Original essays, lyrical poems that wear their seriousness lightly and liltingly, and novels whose brio is rivalled only by their inventiveness: Charles Dantzig delights his readers with his fluid style and his lively voice with serious undertones, as reflected in the title of his essay «The eternal struggle between sadness and gaiety».


« The literary event of the year »

The Dictionnaire égoïste de la littérature française [An Egoist Dictionary of French Literature] (2005) was the literary event of the year. Hailed in both France and elsewhere, it made Charles Dantzig a major figure of contemporary French literature as its astonishing success drew analysis from America to Japan. The work won five literary awards, including the Prix Décembre and the Prix de l’Essai de l’Académie Française. It was born of the crazy inspiration of an author just turned forty, who set out to write a completely original literary dictionary giving his own personal, honest, heartfelt opinions on works of literature – opinions that were honest because they were personal. The unique thousand-page book, the result of several years of work, includes articles on authors, books, fictional characters, and concepts. The leading critic Bernard Frank described it as «A masterpiece. The book I would have liked to write» (Le Nouvel Observateur), while other critics hailed it as «an event» (Le Figaro Magazine). The Encyclopédie capricieuse du tout et du rien [A Capricious Encyclopedia of Everything and Nothing] (2008) reflected the same freedom of tone and delight in a classification that appeared haphazard but was in fact highly erudite. The breviary of the author's imagination – part essay, part fiction, part prose poem – consists exclusively of lists: a list of beaches at seven o'clock, of clouds, of London fashions, of books I could have written, of tragic animals, and so on. Skipping between maxims and highly individual observations, Dantzig vivaciously trips from things that are of interest to everybody to things that are of interest to himself alone. The book takes him around the world in eight hundred pages of lists, blending observations of daily life and explorations of sensibility, revealing his own unique kingdom. «It's a marvel to see this twenty-first Tristram Shandy, overflowing with verve, constantly pulling dazzling doves from his sleeves», wrote L’Express, while for La Règle du jeu, L’Encyclopédie capricieuse du tout et du rien is his masterpiece. Only a spirit of conformity could make you read this book as an essay; rather, it should be read as a novel whose narrator is lost in a vast maelstrom of sensibility. The first novel with no characters. The Corriere della Sera hailed it as «A strange, supremely beautiful, infinite book».


The Dantzig style

Dantzig has an elegant voice that wears its vast erudition lightly on its sleeve, for he is a man of ready wit. His essay Pourquoi lire? [Why Read?] (2010) earned him the Prix Jean Giono for his subtle, thoughtful work: for Les Echos, he is «Charles Dantzig, the book man». He published his latest essay, A propos des chefs-d’œuvre [On Masterpieces], in 2013. Once again, the book broke new literary ground, combining fine-grained scholarly analysis, highly individual confessions, and occasional forays into fiction in what is the first book on the concept of the literary masterpiece. The book was again hailed by the press both in France and abroad, including the TLS and Corriere della Sera.

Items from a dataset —
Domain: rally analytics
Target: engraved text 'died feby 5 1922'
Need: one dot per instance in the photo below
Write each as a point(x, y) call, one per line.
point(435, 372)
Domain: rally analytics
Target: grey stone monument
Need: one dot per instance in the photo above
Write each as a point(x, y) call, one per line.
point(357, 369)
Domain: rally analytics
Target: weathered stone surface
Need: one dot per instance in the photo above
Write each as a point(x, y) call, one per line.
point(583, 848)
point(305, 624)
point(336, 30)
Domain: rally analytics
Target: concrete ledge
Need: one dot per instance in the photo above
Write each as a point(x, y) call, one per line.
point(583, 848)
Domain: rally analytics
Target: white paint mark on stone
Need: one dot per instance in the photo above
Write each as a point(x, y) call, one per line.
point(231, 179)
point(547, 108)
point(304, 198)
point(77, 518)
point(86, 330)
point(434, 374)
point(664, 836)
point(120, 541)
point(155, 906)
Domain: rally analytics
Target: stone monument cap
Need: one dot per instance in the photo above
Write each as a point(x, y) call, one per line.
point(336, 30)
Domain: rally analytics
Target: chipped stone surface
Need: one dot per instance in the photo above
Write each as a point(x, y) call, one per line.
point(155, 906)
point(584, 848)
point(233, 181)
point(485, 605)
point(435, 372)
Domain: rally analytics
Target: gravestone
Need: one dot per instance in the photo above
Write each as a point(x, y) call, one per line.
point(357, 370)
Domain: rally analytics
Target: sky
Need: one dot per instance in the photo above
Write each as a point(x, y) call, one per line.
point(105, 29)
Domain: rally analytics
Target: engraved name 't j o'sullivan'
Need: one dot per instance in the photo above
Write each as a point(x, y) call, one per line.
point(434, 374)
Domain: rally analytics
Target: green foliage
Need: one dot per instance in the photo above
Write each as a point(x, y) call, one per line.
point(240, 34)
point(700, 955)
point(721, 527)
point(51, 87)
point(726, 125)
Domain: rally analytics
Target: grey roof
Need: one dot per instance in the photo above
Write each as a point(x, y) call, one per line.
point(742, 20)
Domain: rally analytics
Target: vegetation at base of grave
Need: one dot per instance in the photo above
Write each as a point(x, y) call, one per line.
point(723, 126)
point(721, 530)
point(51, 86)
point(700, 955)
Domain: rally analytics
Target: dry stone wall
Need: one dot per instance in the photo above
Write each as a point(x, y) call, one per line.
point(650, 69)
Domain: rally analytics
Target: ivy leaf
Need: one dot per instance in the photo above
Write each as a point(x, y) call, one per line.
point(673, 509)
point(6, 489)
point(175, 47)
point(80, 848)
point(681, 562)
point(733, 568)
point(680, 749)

Tasks to carry out —
- 1) According to the passage about Charles Dantzig, which prize did his essay Pourquoi lire? earn him?
- 2) Please write out the passage about Charles Dantzig from "The Dantzig style" up to and including "Corriere della Sera.".
- 3) Pick up the passage about Charles Dantzig after its last sentence and continue it.

The answers —
- 1) The Prix Jean Giono.

- 2)
The Dantzig style

Dantzig has an elegant voice that wears its vast erudition lightly on its sleeve, for he is a man of ready wit. His essay Pourquoi lire? [Why Read?] (2010) earned him the Prix Jean Giono for his subtle, thoughtful work: for Les Echos, he is «Charles Dantzig, the book man». He published his latest essay, A propos des chefs-d’œuvre [On Masterpieces], in 2013. Once again, the book broke new literary ground, combining fine-grained scholarly analysis, highly individual confessions, and occasional forays into fiction in what is the first book on the concept of the literary masterpiece. The book was again hailed by the press both in France and abroad, including the TLS and Corriere della Sera.

- 3)
The poems

Charles Dantzig considers that there are no such things as literary genres or frontiers between different forms of creativity, and as such has always published poetry alongside his other writings. He writes original volumes that are not just collections of poems previously published in journals, sometimes giving them a single overarching theme, as in À quoi servent les avions? [What are aeroplanes for?] (2001), in which he imagined the destruction of the Twin Towers in the months prior to the nine-eleven attacks. Les nageurs [Swimmers] (2011) is an ode to the body and to masculine sensuality in forty-nine poems that became an instant gay cult classic. Patrick McGuinness, professor at Oxford University, edited an anthology of poems published by Charles Dantzig between 1991 and 2010, La diva aux longs cils [The Long-Eyelashed Diva] (2011). Dantzig's poetry has something of the style of Guillaume Apollinaire, channeled by the lucidity of Paul Valéry. The constant to-ing and fro-ing between the heart and the mind reflects his thoughtful use of regular forms and free verse. That is Dantzig's hallmark as a poet: can there be any purer notion of poetry than a blink of an eyelid?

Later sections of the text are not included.